____ ФРАГМЕНТ ТЕКСТА

В великих комедиях такая жанровая условность, как непременная веселость, время от времени ставится под угрозу. Некоторых критиков этот факт до того нервирует, что они даже отказывают таким комедиям в праве называться комедиями. Возьмем, к примеру, «Cosi fan tutte» [20] Моцарта, где одна из героинь, полюбив всерьез, начинает петь с искренней страстью. Это обстоятельство побуждает критиков пожимать плечами и вопрошать: а не нарушается ли здесь комедийная условность? По-моему, вопрос надо ставить совсем иначе: а не поднимает ли это обстоятельство наряду с другими «Cosi fan tutte» над великим множеством произведений, в которых условности жанра не нарушаются? В конце концов, воздержаться от нарушения условностей сумеет кто угодно.

________

[ПИСЬМЕННОЕ ЗАДАНИЕ 1]:
Какое произведение Моцарта приводится во фрагменте текста как пример комедии?
[ПИСЬМЕННОЕ ЗАДАНИЕ 2]:
Обновите часть фрагмента текста, начиная с «В великих комедиях» и заканчивая «сумеет кто угодно.»: замените «критиков» на «рецензентов».

____ НАБОР ЗАПИСЕЙ

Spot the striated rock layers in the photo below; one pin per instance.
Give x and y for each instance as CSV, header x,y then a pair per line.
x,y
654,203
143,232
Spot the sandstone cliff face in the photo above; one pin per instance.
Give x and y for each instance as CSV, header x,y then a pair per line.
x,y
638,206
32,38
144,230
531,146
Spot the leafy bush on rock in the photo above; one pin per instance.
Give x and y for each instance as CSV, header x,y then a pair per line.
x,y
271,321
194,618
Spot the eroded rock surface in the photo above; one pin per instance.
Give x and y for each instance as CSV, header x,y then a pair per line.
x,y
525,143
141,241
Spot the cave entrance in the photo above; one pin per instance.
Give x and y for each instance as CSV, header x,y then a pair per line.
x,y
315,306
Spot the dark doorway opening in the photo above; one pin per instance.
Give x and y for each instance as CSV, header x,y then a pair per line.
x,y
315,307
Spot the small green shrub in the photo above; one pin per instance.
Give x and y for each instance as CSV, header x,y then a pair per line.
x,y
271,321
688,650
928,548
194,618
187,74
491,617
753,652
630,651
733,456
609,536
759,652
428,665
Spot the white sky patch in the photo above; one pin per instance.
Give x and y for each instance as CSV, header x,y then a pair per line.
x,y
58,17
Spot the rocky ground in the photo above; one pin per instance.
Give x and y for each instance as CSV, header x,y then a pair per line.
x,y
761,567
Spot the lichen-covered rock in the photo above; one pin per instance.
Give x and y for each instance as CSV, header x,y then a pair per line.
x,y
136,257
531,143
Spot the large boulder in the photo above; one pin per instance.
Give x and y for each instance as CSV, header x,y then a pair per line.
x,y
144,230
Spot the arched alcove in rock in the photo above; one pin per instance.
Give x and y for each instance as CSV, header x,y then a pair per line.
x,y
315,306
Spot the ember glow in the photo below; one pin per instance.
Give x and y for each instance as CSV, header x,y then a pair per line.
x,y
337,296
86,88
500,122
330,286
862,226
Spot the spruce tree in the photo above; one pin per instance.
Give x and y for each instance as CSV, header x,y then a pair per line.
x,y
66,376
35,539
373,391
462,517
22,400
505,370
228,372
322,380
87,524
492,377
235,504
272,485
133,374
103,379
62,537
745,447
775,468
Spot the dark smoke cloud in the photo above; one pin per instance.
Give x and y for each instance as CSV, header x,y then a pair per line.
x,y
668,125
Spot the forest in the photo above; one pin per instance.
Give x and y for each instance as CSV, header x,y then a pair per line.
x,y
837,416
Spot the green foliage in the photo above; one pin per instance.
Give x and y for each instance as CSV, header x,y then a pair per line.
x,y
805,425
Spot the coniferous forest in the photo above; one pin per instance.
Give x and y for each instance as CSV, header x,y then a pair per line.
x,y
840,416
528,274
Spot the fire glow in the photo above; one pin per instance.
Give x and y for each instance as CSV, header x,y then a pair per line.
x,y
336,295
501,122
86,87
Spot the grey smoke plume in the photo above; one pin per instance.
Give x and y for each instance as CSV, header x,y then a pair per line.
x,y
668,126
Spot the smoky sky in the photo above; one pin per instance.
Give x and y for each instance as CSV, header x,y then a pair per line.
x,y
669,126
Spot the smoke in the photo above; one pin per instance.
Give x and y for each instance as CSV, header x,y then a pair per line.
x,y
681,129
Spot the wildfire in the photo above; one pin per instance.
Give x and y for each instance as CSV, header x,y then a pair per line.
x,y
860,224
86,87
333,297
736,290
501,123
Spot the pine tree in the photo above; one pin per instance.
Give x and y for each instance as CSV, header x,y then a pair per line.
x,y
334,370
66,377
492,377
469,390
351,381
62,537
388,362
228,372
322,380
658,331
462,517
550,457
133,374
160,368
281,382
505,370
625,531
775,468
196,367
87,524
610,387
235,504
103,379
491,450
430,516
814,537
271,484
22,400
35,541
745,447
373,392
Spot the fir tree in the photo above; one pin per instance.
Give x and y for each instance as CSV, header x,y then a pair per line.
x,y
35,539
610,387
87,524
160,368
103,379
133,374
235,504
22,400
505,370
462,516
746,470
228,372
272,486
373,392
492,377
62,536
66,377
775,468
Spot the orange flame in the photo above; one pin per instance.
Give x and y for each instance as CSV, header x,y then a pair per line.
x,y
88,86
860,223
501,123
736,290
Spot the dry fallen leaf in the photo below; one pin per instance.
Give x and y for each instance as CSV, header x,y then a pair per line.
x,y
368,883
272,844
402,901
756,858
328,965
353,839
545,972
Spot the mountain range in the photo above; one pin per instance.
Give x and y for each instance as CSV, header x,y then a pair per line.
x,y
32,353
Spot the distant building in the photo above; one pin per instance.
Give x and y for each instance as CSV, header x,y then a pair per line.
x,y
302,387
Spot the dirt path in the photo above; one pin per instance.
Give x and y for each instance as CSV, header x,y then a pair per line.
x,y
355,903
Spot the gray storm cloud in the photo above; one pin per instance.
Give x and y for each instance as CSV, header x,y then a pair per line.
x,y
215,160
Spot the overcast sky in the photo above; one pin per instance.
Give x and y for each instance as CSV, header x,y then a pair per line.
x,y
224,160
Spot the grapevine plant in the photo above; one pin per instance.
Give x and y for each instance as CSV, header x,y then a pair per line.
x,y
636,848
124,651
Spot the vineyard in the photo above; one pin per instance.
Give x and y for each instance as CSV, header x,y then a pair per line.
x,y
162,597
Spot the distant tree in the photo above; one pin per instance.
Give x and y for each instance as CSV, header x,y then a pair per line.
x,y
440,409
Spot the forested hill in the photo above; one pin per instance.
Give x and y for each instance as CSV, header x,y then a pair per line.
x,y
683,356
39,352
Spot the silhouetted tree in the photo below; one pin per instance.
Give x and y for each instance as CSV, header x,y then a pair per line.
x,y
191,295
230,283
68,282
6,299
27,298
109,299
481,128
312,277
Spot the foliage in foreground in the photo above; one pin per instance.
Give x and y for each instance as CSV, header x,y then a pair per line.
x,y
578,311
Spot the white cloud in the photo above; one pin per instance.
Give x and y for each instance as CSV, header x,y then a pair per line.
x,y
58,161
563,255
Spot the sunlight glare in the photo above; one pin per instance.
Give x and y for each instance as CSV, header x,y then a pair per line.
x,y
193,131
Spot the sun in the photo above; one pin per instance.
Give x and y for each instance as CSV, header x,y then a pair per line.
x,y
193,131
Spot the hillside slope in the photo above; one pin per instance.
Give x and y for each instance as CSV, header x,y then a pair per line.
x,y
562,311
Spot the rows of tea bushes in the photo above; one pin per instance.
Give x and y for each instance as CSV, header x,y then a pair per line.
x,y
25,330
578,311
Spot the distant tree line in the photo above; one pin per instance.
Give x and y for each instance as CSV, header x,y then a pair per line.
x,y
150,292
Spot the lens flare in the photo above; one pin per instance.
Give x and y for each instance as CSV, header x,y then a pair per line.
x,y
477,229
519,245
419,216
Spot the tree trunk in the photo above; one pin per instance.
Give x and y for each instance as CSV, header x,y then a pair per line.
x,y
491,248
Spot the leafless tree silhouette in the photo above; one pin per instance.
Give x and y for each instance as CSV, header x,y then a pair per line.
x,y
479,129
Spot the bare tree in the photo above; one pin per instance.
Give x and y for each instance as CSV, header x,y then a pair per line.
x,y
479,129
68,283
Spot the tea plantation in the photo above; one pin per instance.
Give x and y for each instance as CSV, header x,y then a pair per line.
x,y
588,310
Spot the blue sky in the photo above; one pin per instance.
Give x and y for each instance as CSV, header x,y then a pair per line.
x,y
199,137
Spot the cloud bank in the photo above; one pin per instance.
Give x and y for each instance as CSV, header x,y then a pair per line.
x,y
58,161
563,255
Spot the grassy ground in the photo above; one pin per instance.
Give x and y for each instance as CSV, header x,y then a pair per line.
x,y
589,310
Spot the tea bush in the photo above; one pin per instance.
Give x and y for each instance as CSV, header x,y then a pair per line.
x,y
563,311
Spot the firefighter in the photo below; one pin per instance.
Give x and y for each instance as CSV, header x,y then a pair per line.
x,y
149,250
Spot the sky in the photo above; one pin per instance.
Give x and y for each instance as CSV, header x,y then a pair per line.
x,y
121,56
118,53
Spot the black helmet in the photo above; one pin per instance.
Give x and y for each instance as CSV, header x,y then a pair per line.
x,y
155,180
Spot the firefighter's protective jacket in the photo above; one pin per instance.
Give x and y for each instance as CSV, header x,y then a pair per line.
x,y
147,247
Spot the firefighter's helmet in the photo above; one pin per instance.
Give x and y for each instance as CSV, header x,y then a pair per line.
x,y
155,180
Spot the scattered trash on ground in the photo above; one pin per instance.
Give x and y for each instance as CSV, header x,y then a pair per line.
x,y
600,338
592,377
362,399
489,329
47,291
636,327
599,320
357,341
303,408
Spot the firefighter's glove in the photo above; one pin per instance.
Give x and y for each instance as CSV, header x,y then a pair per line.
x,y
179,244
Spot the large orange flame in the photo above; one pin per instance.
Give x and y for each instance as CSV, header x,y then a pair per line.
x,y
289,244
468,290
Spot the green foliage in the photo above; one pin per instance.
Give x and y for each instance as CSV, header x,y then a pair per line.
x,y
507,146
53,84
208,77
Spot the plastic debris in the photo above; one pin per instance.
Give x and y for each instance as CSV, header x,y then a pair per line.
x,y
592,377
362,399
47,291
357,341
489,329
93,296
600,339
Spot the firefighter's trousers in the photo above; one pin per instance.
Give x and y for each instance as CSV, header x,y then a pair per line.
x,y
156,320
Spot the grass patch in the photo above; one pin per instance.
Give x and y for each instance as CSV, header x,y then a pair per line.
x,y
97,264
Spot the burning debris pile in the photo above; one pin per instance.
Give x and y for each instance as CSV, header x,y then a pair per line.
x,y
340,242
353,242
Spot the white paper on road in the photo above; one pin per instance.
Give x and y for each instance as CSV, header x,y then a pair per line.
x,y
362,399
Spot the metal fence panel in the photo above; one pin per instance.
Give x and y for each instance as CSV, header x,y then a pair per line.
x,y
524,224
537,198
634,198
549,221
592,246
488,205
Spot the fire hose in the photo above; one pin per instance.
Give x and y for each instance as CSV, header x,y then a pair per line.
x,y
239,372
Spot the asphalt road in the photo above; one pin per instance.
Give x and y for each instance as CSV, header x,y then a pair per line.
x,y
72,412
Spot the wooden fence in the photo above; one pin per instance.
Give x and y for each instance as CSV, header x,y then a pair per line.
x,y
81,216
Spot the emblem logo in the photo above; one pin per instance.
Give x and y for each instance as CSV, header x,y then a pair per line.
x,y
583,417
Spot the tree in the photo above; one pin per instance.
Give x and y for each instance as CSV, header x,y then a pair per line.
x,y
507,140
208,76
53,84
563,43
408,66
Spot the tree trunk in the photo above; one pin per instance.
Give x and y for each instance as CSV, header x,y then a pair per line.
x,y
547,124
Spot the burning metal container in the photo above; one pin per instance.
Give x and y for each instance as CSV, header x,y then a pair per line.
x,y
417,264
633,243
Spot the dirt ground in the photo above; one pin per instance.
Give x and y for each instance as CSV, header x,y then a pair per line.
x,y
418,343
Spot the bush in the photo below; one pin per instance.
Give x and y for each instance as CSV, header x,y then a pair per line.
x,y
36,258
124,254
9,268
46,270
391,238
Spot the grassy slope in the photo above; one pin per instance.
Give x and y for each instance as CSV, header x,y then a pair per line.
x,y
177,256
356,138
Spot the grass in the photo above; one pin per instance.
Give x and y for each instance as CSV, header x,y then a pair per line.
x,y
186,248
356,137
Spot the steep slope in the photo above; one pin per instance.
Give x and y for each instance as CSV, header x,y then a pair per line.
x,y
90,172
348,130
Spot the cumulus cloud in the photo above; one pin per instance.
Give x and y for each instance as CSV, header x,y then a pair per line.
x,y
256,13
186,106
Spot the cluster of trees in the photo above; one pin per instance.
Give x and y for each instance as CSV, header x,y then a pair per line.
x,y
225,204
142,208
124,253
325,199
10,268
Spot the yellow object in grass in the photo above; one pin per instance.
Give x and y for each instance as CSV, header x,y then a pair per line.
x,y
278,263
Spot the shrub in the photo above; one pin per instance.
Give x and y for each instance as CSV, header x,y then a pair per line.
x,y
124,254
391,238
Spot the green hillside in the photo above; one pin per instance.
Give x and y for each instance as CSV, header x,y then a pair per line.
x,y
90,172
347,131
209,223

________

[ОТВЕТ НА ЗАДАНИЕ 1]:
«Cosi fan tutte».

[ОТВЕТ НА ЗАДАНИЕ 2]:
В великих комедиях такая жанровая условность, как непременная веселость, время от времени ставится под угрозу. Некоторых рецензентов этот факт до того нервирует, что они даже отказывают таким комедиям в праве называться комедиями. Возьмем, к примеру, «Cosi fan tutte» [20] Моцарта, где одна из героинь, полюбив всерьез, начинает петь с искренней страстью. Это обстоятельство побуждает рецензентов пожимать плечами и вопрошать: а не нарушается ли здесь комедийная условность? По-моему, вопрос надо ставить совсем иначе: а не поднимает ли это обстоятельство наряду с другими «Cosi fan tutte» над великим множеством произведений, в которых условности жанра не нарушаются? В конце концов, воздержаться от нарушения условностей сумеет кто угодно.